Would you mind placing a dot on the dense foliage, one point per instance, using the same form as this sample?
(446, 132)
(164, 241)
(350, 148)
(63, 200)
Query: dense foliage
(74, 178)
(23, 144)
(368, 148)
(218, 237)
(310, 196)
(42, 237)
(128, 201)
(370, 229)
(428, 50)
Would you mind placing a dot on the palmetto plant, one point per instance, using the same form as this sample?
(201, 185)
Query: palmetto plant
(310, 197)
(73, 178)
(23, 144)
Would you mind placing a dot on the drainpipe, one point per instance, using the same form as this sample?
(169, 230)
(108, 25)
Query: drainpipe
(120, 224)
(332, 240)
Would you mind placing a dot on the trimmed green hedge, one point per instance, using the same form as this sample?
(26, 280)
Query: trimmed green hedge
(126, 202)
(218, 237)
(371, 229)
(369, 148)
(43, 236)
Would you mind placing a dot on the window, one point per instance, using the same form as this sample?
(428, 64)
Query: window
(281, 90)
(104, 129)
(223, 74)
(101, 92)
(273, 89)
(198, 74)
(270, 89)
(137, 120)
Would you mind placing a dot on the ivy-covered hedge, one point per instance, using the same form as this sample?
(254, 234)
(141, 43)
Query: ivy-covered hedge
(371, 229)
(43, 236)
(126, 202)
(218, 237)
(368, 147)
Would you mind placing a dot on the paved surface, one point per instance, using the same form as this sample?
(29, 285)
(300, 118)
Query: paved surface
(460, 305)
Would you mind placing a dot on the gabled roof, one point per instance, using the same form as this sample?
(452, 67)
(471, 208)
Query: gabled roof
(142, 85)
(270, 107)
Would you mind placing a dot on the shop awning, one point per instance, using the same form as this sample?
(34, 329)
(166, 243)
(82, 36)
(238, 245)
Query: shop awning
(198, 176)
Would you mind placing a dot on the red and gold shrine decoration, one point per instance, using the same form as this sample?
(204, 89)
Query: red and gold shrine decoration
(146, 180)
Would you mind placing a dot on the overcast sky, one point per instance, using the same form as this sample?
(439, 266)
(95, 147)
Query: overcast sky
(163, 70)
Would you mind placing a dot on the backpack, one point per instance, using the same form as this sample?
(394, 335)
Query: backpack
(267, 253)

§ §

• What is required: Please rewrite everything from "Would you mind placing a dot on the window, one" down to the end of the entries, swapping "sample" for "example" and leaving all else unchanged.

• Response to the task:
Would you mind placing a dot on the window, one point per instance, using the same form as this example?
(428, 64)
Query: window
(281, 90)
(104, 129)
(223, 74)
(101, 92)
(273, 89)
(198, 74)
(270, 89)
(137, 120)
Would you mind placing a dot on the ivy-covered hedge, one point per instance, using the same form as this example?
(254, 234)
(141, 43)
Query: ivy-covered hedge
(371, 229)
(43, 236)
(126, 202)
(218, 237)
(368, 147)
Would you mind placing a dot on the paved surface, one point per instance, using the same form as this example?
(29, 285)
(300, 118)
Query: paved surface
(460, 305)
Would you mind placing a dot on the gabled roof, one point per instance, using the same form as this example?
(452, 67)
(471, 208)
Query: gabled roof
(142, 85)
(270, 107)
Would you mind placing a dot on the shop awning, one point per instance, using the same form as this example?
(34, 329)
(166, 243)
(82, 36)
(238, 245)
Query: shop awning
(198, 176)
Would you mind placing a dot on the red and gold shrine decoration, one point per instance, using the same form as this example?
(204, 89)
Query: red and gold shrine decoration
(146, 180)
Would you mind placing a dot on the overcast sky, one point per instance, using the same form as this example?
(439, 266)
(95, 147)
Query: overcast sky
(163, 70)
Would you mind placing a dot on the backpack, one point per instance, using the same form as this example?
(394, 335)
Query: backpack
(267, 253)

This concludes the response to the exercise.